- Written tasks -
1) In the Sanchez loan excerpt, why did Fidelity not look further into Sanchez's bankruptcy?
2) Can you transcribe the Sanchez loan excerpt from "On August 29, 2008, Fidelity" to "value of $618,200."?
3) In the Sanchez loan excerpt, what value did Westar give the property in its appraisal?

[start Selected excerpt]

On August 29, 2008, the quitclaim deed to Sanchez was recorded. At the
time, Sanchez was in the process of applying to Westar for a new loan on the
house. Sanchez represented to Westar that he intended to use the loan
proceeds for commercial purposes. The application asked whether Sanchez
was presently delinquent or in default on any loans, and whether he had ever
had a loan foreclosed upon. Sanchez answered “no” to both questions. The
application asked how much he currently owed in “mortgages & liens” on the
property. He answered “0.00.”
At Westar’s request, Sanchez requested a preliminary title commitment
from Fidelity National Title Company of Washington. Fidelity searched the chain
of title and found the recorded instruments by which Sanchez had previously
bought the property, used it as security for the Washington Mutual loan in 1994,
lost it to Gamlam in the nonjudicial foreclosure sale conducted by Select in
August 2006, and reacquired it from
Gamlam by means of the quitclaim deed in August 2008. The bankruptcy court
order of September 2006 that voided the sale to Gamlam did not show up in the
title search because it had not been recorded.
Fidelity checked court filings for any actions against Sanchez. Fidelity
found that Sanchez had filed for bankruptcy on December 29, 2005, and that the
bankruptcy had been dismissed on March 6, 2008. Seeing that the action had
been dismissed, Fidelity did not inquire further into the bankruptcy. It thus
appeared to Fidelity that Sanchez held title to the property in fee simple, subject
only to the presumptive community property interest of his spouse. Fidelity
obtained a quitclaim deed from Sanchez’s spouse and recorded it with the
county auditor’s office.
On August 29, 2008, Fidelity issued a preliminary title commitment and
provided a copy to Westar. Westar inspected the property and confirmed that it
was an “owner-occupied residence in excellent condition in a good
neighborhood.” Westar appraised the property at a value of $618,200.
On October 28, 2008, Westar loaned Sanchez $375,000, secured by a
deed of trust against the property. Westar’s deed of trust was recorded with the
county auditor’s office. Fidelity issued Westar a mortgagee title policy and
insured Westar as a first position lien holder.
On June 8, 2009, this court affirmed Gamlam’s judgment against Select in
an unpublished opinion. Gamlam v. Select Portfiolio Servicing, Inc., noted at
150 Wn. App. 1035 (2009).
On December 16, 2009, First American Title Insurance Company
recorded the 2006 bankruptcy order that voided the trustee’s sale to Gamlam.

[end Selected excerpt]
[start Excerpted records]

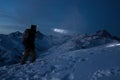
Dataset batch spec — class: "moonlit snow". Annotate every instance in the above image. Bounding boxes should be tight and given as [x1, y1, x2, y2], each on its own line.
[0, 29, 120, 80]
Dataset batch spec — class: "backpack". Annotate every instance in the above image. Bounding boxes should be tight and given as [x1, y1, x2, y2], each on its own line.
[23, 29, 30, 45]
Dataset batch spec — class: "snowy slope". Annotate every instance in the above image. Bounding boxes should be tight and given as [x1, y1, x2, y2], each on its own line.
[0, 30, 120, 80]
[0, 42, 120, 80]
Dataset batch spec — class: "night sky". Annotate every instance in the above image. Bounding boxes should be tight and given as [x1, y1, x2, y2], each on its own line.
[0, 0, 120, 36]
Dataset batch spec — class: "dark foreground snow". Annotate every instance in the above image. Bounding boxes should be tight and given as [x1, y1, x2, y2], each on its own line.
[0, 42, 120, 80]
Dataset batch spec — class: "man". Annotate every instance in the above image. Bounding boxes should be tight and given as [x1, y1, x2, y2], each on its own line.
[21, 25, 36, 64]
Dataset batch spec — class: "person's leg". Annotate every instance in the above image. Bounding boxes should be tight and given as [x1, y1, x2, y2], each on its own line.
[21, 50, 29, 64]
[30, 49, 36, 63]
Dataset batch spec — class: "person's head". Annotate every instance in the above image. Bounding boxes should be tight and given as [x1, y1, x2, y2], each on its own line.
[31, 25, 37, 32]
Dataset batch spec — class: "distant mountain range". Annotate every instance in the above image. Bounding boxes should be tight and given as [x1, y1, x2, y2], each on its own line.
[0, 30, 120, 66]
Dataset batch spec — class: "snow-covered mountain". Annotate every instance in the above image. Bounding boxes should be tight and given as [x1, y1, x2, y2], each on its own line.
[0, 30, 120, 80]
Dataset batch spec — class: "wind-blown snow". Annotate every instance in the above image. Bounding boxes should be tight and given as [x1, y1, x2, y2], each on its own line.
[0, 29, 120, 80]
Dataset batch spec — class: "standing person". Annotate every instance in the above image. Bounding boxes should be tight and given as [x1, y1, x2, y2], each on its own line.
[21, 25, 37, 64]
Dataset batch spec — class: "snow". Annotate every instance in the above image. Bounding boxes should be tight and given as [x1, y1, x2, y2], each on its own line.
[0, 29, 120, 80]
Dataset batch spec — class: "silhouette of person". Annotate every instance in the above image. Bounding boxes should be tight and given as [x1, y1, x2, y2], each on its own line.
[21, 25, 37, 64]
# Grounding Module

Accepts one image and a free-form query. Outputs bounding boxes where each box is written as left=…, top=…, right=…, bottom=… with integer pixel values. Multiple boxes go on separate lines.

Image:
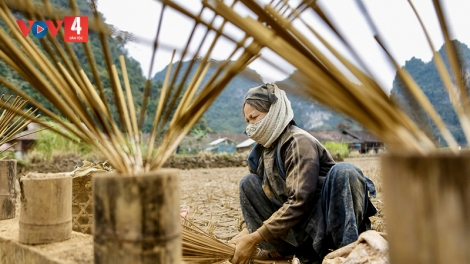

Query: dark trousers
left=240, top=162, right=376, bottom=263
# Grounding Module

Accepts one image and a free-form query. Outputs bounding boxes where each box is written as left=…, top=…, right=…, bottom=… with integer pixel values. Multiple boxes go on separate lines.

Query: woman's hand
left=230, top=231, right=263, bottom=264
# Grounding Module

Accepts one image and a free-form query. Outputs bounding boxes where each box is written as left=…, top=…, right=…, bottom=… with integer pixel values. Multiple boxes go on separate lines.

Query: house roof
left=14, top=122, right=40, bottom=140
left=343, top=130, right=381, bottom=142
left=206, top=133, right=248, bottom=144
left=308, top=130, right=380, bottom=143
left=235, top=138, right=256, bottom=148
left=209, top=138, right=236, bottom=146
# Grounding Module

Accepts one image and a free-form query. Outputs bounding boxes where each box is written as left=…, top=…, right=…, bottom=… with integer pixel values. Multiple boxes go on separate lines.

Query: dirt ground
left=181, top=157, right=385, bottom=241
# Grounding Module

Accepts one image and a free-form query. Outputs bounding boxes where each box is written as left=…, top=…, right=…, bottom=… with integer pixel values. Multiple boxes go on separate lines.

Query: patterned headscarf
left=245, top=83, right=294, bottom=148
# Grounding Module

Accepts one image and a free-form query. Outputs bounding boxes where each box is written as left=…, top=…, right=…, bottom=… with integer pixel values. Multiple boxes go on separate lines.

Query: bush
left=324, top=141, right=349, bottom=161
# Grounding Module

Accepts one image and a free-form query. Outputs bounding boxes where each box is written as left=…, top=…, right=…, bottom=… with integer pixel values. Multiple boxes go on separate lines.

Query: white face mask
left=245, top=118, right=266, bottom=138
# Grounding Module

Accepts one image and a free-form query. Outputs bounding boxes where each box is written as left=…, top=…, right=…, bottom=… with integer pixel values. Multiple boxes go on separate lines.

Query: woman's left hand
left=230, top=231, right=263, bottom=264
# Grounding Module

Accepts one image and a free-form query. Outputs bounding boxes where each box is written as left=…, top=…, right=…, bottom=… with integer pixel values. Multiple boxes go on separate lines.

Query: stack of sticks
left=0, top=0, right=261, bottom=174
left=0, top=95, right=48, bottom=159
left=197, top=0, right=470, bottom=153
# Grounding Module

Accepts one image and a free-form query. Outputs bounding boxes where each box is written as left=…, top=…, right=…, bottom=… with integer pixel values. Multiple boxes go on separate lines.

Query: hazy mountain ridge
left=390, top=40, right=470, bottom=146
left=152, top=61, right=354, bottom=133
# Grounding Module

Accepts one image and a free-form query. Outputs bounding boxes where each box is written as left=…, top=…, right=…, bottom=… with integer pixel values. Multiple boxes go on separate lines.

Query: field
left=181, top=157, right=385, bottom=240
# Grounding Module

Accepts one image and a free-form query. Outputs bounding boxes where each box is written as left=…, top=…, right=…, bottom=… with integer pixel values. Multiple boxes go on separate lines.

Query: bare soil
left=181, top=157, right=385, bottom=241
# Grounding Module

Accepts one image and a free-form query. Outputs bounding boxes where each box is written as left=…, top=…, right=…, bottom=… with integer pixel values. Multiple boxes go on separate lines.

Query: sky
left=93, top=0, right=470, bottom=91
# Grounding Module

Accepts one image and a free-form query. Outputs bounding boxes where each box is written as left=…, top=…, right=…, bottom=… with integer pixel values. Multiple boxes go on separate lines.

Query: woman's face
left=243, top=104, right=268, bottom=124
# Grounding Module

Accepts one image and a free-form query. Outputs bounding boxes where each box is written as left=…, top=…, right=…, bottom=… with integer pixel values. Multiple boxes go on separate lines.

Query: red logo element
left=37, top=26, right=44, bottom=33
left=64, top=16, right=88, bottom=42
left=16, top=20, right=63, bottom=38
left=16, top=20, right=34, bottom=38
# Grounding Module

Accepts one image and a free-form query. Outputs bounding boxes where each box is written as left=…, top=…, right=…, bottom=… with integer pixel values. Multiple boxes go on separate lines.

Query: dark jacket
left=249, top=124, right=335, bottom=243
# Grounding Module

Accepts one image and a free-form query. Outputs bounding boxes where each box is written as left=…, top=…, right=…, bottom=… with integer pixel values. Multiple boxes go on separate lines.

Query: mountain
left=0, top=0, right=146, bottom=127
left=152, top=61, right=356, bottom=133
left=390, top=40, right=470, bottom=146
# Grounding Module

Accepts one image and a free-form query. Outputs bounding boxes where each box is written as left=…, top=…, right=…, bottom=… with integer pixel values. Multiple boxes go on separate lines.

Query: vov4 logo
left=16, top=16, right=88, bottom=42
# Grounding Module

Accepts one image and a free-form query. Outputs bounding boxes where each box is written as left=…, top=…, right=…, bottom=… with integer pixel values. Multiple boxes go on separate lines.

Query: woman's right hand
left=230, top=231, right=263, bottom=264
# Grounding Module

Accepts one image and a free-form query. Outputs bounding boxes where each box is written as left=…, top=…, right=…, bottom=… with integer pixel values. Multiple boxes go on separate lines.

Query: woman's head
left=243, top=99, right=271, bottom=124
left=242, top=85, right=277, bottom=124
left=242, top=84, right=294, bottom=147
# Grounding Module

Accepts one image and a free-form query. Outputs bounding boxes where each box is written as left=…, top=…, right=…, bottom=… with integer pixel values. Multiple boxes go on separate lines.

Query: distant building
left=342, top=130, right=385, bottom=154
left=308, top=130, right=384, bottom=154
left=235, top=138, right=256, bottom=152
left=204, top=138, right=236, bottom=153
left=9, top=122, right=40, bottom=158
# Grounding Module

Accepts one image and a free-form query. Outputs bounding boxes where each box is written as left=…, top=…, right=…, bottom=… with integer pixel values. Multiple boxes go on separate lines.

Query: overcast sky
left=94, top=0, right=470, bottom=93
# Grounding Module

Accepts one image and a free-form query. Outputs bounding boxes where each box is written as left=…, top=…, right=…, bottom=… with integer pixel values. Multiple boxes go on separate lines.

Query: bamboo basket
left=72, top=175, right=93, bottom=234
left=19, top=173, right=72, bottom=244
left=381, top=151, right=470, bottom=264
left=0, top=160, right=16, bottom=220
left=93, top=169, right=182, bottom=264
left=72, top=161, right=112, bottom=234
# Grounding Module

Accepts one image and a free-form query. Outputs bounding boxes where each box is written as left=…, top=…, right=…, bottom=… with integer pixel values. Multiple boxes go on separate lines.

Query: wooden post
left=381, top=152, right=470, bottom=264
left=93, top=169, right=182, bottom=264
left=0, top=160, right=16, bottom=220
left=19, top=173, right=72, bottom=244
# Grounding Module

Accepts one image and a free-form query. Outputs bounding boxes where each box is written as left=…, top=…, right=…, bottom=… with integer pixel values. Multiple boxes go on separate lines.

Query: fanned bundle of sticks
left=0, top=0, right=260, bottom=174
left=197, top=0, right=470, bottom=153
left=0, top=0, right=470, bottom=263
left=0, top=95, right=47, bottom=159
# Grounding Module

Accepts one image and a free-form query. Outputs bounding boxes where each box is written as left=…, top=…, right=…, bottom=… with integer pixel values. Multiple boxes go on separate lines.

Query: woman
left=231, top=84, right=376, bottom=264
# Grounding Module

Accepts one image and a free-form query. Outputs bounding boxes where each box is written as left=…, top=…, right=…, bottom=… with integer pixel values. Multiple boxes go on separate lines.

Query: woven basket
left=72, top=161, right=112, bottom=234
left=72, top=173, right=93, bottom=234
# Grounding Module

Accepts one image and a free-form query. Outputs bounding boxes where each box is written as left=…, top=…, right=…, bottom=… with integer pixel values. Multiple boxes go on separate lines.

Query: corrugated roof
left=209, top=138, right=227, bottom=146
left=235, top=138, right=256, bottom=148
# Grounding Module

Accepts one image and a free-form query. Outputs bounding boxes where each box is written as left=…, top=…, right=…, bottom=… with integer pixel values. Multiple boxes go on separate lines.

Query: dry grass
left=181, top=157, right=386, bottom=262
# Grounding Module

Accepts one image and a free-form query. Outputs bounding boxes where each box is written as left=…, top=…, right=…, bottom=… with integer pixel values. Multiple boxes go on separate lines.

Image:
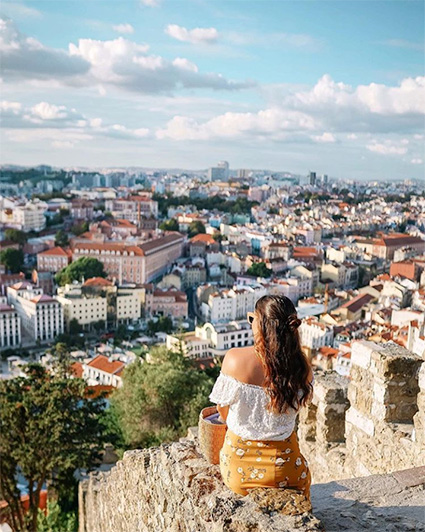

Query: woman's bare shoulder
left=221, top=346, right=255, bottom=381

[end Excerpted records]

- Solutions by task -
1) Fidelity saw that the bankruptcy action had been dismissed on March 6, 2008, so it made no further inquiry into it.

2)
On August 29, 2008, Fidelity issued a preliminary title commitment and
provided a copy to Westar. Westar inspected the property and confirmed that it
was an “owner-occupied residence in excellent condition in a good
neighborhood.” Westar appraised the property at a value of $618,200.

3) $618,200.